Ramon also offered an answer to the most common fear people have about being open to other customs and values: Does being open-minded mean you have to give up what you cherish to be right? No, it doesn’t. You can hold your own values while being open to new ones. It is an expansion, not a contraction. You are learning from others and that should be a privilege.

The other central tenant Ramon offers in succeeding as a young professional is to hold onto the goal of serving others. One way to do this is being an active listener. For example, if a friend says they saw a movie the other day, rather than respond by saying “Oh, I saw a movie, too,” try instead to ask what their favorite part was. This shows a genuine interest, and respect for the other person’s experience and perspective. It is the kind of thing that is so subtle it’s easily missed, but is crucial to the success of the young entrepreneur. “We all start the same,” Ray says, “birthed by our mothers. But after that, every single person has a unique experience, a different journey. Those journeys have shaped our viewpoints.”

He cautioned the students about making assumptions about other people through stereotypes, something we all do all the time. Removing assumptions allows us to get closer and build trust, but that’s something which takes time. Trust is built through compromise and negotiation, critical skills for the young professional. Ramon mentioned the book Never Split the Difference by a former hostage negotiator and the skills he learned that can be applied on a universal level. 

As far as the rocky transition from student to professional, Ramon offered three main tips:

  1. Slow down: You will face language barriers, mispronounce names, and people will mispronounce yours. It’s ok. Take your time when speaking.
  2. Be sensitive and try to read people as best you can. Some will be willing to engage further, some won’t. Pay attention to what they are telling you.
  3. Ask a lot of questions, as this is how you learn.

[Natural-language object grounding data]
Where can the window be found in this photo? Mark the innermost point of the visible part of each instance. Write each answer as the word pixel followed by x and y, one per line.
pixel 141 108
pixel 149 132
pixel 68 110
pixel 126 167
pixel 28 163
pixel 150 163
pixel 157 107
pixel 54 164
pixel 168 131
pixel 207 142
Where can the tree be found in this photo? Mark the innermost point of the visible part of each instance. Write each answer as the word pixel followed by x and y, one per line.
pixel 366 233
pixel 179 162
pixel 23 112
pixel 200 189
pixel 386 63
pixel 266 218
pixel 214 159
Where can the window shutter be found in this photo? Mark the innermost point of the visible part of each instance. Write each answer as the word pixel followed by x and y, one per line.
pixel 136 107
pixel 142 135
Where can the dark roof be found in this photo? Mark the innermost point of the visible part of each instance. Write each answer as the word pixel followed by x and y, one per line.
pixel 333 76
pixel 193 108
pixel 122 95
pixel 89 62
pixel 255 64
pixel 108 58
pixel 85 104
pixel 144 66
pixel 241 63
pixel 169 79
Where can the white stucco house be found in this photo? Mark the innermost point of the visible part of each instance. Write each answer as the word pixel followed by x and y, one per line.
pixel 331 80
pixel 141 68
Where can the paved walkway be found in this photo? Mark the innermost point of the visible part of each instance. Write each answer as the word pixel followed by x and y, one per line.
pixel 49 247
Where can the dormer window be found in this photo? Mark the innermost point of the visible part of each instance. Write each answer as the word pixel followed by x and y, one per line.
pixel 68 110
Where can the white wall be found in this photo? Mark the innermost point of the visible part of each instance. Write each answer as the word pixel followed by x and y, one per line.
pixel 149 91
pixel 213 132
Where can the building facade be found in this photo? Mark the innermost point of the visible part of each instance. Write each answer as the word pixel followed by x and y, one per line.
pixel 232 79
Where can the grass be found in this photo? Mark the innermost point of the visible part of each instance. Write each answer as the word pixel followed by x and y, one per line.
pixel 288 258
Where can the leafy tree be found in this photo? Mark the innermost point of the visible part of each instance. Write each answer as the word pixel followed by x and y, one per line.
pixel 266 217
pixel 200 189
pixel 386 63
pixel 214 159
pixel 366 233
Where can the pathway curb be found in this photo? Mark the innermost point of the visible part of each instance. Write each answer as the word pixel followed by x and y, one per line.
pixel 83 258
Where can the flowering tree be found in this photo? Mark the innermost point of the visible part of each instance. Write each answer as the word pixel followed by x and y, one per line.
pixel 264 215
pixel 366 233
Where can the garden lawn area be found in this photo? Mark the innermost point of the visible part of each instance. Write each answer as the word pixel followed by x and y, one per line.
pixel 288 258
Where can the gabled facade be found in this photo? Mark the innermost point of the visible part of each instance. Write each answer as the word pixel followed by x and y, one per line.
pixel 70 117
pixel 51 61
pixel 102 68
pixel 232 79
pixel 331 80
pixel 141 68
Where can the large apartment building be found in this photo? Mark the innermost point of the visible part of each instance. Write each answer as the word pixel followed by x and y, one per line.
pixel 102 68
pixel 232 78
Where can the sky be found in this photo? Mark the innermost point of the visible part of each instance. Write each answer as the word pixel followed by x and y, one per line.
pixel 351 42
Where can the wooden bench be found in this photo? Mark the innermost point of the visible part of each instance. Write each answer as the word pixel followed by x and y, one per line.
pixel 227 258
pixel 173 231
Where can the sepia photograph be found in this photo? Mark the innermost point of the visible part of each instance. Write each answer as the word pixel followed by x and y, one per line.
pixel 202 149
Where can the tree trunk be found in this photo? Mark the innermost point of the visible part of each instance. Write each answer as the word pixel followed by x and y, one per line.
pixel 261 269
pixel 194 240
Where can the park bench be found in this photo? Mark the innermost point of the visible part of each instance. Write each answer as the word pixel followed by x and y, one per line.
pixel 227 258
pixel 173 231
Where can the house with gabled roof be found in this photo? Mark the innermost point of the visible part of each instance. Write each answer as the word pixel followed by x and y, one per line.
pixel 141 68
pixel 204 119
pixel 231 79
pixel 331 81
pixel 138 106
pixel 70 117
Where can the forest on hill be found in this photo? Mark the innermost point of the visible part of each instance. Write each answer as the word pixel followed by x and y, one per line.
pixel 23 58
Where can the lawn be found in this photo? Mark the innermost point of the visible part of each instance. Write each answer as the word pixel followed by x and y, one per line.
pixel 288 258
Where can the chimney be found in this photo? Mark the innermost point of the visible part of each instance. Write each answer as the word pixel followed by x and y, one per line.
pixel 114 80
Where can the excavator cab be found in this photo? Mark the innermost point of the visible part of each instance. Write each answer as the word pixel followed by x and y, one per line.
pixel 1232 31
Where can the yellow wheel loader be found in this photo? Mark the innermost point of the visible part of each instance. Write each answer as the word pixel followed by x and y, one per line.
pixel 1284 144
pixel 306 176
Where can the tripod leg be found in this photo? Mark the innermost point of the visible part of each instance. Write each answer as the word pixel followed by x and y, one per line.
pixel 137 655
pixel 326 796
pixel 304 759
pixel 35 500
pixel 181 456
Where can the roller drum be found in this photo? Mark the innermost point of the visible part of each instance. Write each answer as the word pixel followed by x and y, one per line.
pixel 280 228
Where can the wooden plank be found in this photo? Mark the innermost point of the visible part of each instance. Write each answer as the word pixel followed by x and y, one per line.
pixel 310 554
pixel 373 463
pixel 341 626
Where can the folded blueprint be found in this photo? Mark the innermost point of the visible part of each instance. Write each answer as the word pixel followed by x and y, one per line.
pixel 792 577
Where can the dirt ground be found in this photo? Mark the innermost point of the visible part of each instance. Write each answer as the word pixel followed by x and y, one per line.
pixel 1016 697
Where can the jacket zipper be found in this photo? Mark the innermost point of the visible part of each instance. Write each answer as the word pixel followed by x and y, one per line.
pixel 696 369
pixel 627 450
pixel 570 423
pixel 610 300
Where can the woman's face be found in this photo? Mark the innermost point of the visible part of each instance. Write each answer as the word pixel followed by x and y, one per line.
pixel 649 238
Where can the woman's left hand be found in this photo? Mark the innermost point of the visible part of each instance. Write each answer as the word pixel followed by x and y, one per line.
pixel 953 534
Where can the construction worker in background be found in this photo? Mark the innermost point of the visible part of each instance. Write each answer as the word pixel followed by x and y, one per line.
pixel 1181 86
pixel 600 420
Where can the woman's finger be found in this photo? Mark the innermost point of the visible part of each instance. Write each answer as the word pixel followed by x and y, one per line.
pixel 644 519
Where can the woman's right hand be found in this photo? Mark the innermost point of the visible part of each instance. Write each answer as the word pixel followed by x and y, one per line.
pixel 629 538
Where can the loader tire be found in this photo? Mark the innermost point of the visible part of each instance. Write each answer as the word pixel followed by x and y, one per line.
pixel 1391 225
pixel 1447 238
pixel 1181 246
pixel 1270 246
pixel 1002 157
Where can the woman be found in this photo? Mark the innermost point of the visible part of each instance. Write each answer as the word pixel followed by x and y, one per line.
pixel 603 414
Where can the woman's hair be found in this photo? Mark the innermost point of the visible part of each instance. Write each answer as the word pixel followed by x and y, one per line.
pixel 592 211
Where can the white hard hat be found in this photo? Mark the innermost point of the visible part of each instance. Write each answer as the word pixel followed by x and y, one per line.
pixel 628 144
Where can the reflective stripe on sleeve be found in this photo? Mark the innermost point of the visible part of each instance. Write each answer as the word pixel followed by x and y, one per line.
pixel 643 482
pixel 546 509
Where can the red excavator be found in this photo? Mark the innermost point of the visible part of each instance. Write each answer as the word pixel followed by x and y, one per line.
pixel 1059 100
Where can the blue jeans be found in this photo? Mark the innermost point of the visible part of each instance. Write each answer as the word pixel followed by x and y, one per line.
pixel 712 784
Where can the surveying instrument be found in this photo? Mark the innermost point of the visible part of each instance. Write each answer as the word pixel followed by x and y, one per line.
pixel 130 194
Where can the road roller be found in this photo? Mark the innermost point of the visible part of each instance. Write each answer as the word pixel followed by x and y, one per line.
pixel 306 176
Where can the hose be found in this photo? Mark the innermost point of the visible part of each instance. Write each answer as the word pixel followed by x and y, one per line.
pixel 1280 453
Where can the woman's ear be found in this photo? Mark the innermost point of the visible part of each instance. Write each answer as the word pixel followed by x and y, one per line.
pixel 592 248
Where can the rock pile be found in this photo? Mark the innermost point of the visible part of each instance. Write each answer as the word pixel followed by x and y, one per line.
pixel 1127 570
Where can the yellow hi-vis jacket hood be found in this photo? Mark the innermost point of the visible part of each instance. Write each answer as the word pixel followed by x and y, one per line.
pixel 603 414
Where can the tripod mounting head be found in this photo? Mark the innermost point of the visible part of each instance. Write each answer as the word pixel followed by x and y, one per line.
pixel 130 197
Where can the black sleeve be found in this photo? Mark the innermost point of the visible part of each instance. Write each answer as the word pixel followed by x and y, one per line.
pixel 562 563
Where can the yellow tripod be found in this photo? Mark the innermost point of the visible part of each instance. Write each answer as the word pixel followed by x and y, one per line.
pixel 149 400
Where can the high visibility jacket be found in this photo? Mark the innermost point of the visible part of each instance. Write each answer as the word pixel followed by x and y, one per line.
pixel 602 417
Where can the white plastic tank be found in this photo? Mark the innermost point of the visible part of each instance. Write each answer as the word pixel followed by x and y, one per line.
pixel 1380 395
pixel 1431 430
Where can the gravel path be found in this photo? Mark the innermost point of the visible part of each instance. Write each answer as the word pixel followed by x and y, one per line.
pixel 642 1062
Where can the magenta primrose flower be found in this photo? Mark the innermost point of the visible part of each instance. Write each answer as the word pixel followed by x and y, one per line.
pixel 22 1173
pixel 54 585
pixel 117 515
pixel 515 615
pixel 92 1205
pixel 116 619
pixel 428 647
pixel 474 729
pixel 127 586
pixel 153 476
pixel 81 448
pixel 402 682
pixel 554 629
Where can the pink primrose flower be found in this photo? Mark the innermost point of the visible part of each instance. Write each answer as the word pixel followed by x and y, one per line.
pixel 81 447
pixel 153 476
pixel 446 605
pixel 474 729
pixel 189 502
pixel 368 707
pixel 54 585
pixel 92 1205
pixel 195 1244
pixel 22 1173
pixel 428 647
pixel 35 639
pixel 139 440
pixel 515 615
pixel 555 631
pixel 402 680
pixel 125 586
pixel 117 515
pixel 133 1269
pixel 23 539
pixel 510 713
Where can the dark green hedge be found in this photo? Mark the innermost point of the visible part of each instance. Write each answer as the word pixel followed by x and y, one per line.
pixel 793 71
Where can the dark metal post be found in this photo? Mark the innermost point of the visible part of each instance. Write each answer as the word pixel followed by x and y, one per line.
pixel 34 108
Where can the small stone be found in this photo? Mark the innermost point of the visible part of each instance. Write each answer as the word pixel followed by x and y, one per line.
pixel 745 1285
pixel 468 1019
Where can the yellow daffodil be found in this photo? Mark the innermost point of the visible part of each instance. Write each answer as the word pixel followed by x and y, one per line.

WHAT IS NEEDED - Edit the text about Ramon's advice from "As far as the" to "are telling you.", and write it out with "rocky" changed to "difficult".

RESULT -
As far as the difficult transition from student to professional, Ramon offered three main tips:

  1. Slow down: You will face language barriers, mispronounce names, and people will mispronounce yours. It’s ok. Take your time when speaking.
  2. Be sensitive and try to read people as best you can. Some will be willing to engage further, some won’t. Pay attention to what they are telling you.